Copy out all of the material, matching it word for word.

■ Data listing ■
· · · · ·
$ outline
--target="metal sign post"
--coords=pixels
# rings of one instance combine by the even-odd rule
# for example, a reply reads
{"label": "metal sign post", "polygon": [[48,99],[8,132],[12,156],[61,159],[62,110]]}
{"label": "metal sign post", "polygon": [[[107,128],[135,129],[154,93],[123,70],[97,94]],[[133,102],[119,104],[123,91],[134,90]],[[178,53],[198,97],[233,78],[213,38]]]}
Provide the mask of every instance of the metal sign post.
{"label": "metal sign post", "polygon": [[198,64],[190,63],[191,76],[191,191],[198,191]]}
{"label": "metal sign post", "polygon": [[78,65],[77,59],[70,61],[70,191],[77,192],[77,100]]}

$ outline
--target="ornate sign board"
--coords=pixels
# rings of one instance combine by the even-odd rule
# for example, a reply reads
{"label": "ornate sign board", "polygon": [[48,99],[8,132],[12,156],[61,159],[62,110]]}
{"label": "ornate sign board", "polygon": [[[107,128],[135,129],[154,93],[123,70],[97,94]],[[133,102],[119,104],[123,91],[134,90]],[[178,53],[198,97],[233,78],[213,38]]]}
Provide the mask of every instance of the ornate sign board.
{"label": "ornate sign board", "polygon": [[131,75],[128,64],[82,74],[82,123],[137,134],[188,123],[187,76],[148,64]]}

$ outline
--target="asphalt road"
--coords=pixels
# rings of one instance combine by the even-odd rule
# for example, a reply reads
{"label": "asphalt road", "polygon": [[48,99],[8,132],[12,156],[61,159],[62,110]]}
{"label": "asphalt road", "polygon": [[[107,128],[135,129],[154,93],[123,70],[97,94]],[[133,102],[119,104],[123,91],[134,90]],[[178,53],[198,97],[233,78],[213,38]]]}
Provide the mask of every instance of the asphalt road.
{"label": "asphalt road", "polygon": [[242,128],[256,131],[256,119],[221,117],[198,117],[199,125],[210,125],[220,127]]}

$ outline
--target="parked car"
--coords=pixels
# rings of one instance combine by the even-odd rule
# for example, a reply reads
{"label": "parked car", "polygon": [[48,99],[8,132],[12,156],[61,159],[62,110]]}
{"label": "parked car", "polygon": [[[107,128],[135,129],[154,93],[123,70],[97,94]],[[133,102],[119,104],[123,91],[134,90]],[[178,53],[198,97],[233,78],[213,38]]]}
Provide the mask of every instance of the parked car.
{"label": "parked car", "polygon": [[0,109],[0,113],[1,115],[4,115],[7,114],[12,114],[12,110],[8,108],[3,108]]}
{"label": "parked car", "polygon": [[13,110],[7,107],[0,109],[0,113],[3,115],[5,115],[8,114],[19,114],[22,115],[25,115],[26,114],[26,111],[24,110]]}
· · · · ·
■ Expected answer ■
$ outline
--target="metal sign post"
--coords=pixels
# rings of one instance combine by the even-odd rule
# for example, a reply reads
{"label": "metal sign post", "polygon": [[48,99],[8,132],[12,156],[61,159],[62,110]]}
{"label": "metal sign post", "polygon": [[[107,128],[135,129],[154,93],[123,70],[97,94]],[[133,102],[119,104],[123,91],[134,90]],[[178,53],[198,97],[233,78],[213,38]]]}
Provide the mask of every instance of the metal sign post.
{"label": "metal sign post", "polygon": [[198,64],[190,63],[191,76],[191,191],[198,191]]}
{"label": "metal sign post", "polygon": [[78,65],[77,59],[70,61],[70,191],[77,192],[77,100]]}

$ outline
--target="ornate sign board"
--coords=pixels
# rings of one instance combine by the even-odd rule
# for example, a reply reads
{"label": "ornate sign board", "polygon": [[48,99],[8,132],[12,156],[61,159],[62,110]]}
{"label": "ornate sign board", "polygon": [[[107,128],[135,129],[154,93],[123,70],[97,94]],[[133,102],[119,104],[123,91],[134,90]],[[178,53],[198,97],[233,78],[213,38]]]}
Provide the mask of every instance of the ornate sign board.
{"label": "ornate sign board", "polygon": [[131,75],[128,64],[82,74],[82,123],[137,134],[188,123],[187,76],[148,64]]}

$ outline
--target="asphalt road"
--coords=pixels
# rings of one instance combine by the even-odd rule
# for example, a reply reads
{"label": "asphalt road", "polygon": [[48,99],[8,132],[12,156],[61,159],[62,110]]}
{"label": "asphalt road", "polygon": [[[107,128],[135,129],[154,93],[123,70],[97,94]],[[133,102],[119,104],[123,91],[134,90]],[[178,53],[198,97],[233,78],[213,38]]]}
Provide the mask of every instance of the asphalt road.
{"label": "asphalt road", "polygon": [[242,128],[256,131],[256,119],[221,117],[198,117],[199,125],[210,125],[220,127]]}

$ outline
--target="parked car"
--coords=pixels
# rings of one instance combine by the even-odd rule
# for example, a reply reads
{"label": "parked car", "polygon": [[48,99],[8,132],[12,156],[61,159],[62,110]]}
{"label": "parked car", "polygon": [[[107,128],[135,129],[154,93],[123,70],[97,94]],[[133,102],[119,104],[123,91],[134,90]],[[178,53],[198,97],[233,78],[213,38]]]}
Provide the mask of every instance of the parked car.
{"label": "parked car", "polygon": [[0,109],[0,113],[1,115],[4,115],[7,114],[12,114],[12,110],[8,108],[3,108]]}
{"label": "parked car", "polygon": [[13,110],[7,107],[0,109],[0,113],[3,115],[5,115],[8,114],[19,114],[22,115],[25,115],[26,114],[26,111],[24,110]]}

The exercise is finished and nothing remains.